_Text shown_
# Attic crawl space door



## liquid6 (Mar 4, 2014)

I have a bonus room over my garage and there is a small closet in that room. Inside that closet, there is a piece of plywood covering the crawl space that goes around the exterior of that room. I would like to be able to replace that plywood with a door and I'm looking for input how to fix this.

1. Could I just buy a pre-hung door and cut it and install it that way? I'm assuming this would be the easiest way; but I'm also concerned about the ability of that door to insulate the room from the crawl space.
2. Build my own jam and hang my own door? I have no idea how to do this.

What type of door would you recommend?


----------



## mako1 (Jan 7, 2014)

Dimensions would help.Pics would be better.
Any door would be better "insulation" that the piece of plywood that is thee.
You don'r want to buy a hollow core prehung fo this.
We need more information to be of much help.


----------



## liquid6 (Mar 4, 2014)

I'm at the office. Will get some dimensions and pics when I get home.


----------



## joecaption (Nov 30, 2011)

Once the plywood's gone there's going to have to be a 3/4 thick floor installed, walls built, insulation, house wrap on the backside to stop wind wash, sheetrock on the walls.
Google "knee wall door" lots of company's make them.


----------



## liquid6 (Mar 4, 2014)

I didn't take any photos as it is a finished space, I didn't that they were necessary. The rough opening is 26.75" wide by 46.5" tall with the bottom plate of the wall still in place.


----------



## joecaption (Nov 30, 2011)

Opening gets reframed and the bottom plate just gets cut out.
Going to need at least a 2 X 4 header.
Find the door first then do the framing.
Rough opening is 2" wider then the door size and about 1" taller.


----------



## liquid6 (Mar 4, 2014)

So I should be looking for a knee wall door? Also, I'm assuming the door should be in the neighborhood of 24" wide and 48" tall?

Seems easy enough. Where would be the place to source a knee wall door?


----------



## joecaption (Nov 30, 2011)

Any real lumber yard can order you one.
Google "knee wall door".
24" is pretty small.
32" is a standard size.
It's called a 2-8 door. (2 ft. 8")


----------



## liquid6 (Mar 4, 2014)

(Data extracted from a collection)
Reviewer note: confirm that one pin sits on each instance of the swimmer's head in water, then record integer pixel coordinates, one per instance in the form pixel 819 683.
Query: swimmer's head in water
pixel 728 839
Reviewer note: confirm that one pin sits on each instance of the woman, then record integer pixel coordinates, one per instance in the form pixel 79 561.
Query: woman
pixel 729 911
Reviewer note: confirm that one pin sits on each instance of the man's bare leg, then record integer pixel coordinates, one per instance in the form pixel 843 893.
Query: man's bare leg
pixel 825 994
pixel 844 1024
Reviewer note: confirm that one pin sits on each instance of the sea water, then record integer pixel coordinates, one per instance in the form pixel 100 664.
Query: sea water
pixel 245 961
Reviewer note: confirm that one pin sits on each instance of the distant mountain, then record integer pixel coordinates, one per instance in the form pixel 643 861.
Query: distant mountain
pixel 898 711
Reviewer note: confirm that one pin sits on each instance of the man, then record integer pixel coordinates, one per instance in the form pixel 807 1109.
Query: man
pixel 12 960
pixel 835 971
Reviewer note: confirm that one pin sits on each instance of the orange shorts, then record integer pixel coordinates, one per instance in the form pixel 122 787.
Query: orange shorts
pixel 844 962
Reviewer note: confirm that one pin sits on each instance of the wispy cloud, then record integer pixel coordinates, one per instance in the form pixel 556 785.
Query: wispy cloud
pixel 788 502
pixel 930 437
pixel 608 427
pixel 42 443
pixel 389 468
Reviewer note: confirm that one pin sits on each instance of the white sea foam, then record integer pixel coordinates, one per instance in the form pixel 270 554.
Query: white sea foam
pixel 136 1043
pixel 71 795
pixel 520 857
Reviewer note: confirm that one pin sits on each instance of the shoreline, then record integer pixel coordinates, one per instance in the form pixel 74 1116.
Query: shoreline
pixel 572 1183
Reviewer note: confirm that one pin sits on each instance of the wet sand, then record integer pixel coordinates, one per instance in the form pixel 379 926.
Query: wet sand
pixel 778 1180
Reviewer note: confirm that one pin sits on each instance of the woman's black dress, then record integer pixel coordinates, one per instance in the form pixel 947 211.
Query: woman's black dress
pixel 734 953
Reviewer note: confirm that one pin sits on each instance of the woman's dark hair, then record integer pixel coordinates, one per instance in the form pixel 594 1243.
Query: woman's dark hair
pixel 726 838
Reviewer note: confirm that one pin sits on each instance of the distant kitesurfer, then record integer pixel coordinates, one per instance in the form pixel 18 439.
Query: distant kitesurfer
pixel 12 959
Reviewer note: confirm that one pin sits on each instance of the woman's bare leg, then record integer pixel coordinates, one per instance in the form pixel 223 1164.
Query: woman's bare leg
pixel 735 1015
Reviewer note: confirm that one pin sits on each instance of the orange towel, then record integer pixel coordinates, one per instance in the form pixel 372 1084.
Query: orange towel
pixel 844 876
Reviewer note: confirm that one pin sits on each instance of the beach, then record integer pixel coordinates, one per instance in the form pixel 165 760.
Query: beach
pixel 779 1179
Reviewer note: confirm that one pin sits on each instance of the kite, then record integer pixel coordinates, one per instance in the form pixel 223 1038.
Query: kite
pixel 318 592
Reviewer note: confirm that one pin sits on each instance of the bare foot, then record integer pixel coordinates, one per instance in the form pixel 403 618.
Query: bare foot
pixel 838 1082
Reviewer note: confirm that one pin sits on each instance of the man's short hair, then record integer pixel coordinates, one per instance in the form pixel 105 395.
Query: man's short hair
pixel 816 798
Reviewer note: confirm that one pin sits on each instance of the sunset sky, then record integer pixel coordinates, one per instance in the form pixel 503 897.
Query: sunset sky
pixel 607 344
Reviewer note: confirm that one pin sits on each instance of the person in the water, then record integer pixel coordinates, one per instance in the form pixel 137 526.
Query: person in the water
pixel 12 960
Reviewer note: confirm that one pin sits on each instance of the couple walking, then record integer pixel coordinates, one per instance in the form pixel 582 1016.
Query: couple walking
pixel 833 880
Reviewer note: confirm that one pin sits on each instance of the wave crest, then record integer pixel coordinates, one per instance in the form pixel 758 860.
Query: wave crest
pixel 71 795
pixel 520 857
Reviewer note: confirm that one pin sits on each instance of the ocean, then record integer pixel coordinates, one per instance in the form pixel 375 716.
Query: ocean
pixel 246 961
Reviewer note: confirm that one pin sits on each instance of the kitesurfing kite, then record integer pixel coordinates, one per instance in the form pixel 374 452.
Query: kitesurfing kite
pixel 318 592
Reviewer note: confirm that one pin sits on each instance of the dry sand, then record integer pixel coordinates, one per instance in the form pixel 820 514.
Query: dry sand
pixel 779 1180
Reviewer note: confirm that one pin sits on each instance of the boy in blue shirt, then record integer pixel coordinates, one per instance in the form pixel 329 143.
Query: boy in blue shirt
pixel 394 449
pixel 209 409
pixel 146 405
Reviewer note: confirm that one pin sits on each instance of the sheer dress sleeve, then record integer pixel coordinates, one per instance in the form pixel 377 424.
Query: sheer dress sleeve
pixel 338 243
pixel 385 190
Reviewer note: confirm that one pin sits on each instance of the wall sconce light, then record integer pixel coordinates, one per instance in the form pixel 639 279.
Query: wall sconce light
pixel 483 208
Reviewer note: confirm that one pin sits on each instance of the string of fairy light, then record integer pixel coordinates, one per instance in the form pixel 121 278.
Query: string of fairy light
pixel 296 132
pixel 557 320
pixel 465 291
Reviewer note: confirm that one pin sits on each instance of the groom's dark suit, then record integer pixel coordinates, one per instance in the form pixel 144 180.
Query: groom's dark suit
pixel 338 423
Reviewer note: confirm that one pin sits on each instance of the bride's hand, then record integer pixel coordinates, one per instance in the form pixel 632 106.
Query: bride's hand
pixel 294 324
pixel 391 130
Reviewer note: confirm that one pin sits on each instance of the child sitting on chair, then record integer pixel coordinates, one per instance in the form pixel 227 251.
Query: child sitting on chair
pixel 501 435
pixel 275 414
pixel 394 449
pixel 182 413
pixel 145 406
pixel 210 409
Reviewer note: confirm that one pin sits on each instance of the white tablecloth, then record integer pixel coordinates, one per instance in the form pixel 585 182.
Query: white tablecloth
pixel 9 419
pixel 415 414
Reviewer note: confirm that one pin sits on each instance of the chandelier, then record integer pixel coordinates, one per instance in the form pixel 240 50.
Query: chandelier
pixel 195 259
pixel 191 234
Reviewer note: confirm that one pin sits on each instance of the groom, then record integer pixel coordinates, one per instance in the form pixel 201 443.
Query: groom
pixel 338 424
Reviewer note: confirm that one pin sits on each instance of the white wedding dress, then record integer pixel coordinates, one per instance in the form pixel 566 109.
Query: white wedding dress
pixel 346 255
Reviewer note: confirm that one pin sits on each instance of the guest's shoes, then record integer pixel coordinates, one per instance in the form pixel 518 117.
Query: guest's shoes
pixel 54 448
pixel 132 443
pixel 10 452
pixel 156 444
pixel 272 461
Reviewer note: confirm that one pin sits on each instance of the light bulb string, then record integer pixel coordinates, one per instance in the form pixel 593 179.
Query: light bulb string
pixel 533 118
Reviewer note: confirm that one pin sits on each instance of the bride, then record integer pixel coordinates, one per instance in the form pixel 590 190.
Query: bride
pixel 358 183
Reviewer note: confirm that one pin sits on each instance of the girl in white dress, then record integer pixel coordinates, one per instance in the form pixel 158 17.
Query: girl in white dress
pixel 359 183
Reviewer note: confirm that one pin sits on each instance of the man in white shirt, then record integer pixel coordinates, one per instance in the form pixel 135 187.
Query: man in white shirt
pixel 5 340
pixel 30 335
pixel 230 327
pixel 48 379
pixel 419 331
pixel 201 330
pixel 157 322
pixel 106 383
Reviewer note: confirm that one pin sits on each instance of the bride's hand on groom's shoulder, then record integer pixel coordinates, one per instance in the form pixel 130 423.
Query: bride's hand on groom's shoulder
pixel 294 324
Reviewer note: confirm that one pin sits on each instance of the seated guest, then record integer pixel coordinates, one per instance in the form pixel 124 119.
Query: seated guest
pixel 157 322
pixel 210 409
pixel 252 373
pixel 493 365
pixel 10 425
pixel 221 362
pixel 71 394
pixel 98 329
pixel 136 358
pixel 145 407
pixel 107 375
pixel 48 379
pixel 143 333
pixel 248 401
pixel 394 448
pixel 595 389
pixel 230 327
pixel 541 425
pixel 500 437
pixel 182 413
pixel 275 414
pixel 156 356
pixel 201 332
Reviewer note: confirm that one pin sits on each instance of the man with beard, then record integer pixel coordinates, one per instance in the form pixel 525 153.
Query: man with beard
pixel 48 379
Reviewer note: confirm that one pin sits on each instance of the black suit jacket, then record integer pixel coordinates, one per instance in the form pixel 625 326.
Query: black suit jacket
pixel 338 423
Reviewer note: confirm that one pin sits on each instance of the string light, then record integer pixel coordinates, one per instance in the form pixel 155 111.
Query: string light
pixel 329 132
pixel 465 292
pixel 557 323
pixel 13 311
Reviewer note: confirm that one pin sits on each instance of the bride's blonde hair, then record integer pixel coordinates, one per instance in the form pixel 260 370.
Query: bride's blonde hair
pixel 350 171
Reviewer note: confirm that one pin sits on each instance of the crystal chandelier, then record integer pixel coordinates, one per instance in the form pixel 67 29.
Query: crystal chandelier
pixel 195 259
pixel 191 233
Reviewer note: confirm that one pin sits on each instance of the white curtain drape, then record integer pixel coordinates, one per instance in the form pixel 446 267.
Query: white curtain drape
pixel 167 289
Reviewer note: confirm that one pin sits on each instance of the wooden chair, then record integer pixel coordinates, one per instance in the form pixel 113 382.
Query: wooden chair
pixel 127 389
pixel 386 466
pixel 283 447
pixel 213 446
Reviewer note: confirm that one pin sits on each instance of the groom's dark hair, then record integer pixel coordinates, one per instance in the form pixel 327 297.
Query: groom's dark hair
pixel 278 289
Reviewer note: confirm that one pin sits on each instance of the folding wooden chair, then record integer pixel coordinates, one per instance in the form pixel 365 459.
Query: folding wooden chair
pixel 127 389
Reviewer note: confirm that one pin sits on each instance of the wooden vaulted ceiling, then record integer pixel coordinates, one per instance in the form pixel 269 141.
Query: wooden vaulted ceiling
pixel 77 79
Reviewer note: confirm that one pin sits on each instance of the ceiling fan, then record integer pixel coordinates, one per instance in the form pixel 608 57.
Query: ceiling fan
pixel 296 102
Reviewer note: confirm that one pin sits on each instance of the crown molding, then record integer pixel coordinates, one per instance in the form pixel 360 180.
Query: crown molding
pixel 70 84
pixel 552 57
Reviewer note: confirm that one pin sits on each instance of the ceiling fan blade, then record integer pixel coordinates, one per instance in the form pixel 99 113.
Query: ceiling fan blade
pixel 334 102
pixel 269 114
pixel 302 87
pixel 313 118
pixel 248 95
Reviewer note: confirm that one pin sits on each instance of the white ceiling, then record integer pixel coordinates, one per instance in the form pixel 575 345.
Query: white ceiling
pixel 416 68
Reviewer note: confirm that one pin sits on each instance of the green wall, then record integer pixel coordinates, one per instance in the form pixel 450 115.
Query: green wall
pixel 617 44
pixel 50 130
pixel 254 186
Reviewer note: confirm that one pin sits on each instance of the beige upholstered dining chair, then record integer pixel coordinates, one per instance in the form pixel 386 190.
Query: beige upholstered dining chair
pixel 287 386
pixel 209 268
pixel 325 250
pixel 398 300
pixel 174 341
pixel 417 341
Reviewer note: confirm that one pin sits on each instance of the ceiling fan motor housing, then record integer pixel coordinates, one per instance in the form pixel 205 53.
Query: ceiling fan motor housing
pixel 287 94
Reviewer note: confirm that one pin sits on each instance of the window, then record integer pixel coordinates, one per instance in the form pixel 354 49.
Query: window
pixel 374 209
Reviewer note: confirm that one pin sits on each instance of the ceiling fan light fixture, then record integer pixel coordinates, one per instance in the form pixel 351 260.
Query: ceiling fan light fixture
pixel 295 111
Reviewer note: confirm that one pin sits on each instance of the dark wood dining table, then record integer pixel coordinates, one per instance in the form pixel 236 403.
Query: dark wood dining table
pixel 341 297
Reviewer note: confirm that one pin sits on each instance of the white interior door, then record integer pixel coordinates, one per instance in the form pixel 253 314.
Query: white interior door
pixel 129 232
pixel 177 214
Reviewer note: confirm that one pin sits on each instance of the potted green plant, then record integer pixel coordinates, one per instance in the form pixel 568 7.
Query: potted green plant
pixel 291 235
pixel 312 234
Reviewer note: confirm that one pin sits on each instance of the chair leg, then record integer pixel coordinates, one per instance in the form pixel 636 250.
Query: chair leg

_Direction 1_
Copy word for word the passage of the crawl space door thread between "1. Could I just" and "would you recommend?", inclusive.
_Direction 2_
Rewrite the rows between the lines holding "pixel 608 57." and "pixel 248 95", inclusive, as a two-column CSV with the header input,output, giving one line per row. Put the row's text under input and its answer under output, each in a single quoted field with line breaks replaced by spaces.

_Complete response 1_
1. Could I just buy a pre-hung door and cut it and install it that way? I'm assuming this would be the easiest way; but I'm also concerned about the ability of that door to insulate the room from the crawl space.
2. Build my own jam and hang my own door? I have no idea how to do this.

What type of door would you recommend?

_Complete response 2_
input,output
"Reviewer note: confirm that one pin sits on each instance of the ceiling fan, then record integer pixel coordinates, one per instance in the form pixel 608 57. Query: ceiling fan","pixel 296 102"
"Reviewer note: confirm that one pin sits on each instance of the crown molding, then record integer pixel coordinates, one per instance in the form pixel 360 180. Query: crown molding","pixel 70 84 pixel 552 57"
"Reviewer note: confirm that one pin sits on each instance of the ceiling fan blade, then record integer pixel coordinates, one per instance in the form pixel 99 113. Query: ceiling fan blade","pixel 334 102 pixel 269 114 pixel 302 87 pixel 313 118 pixel 248 95"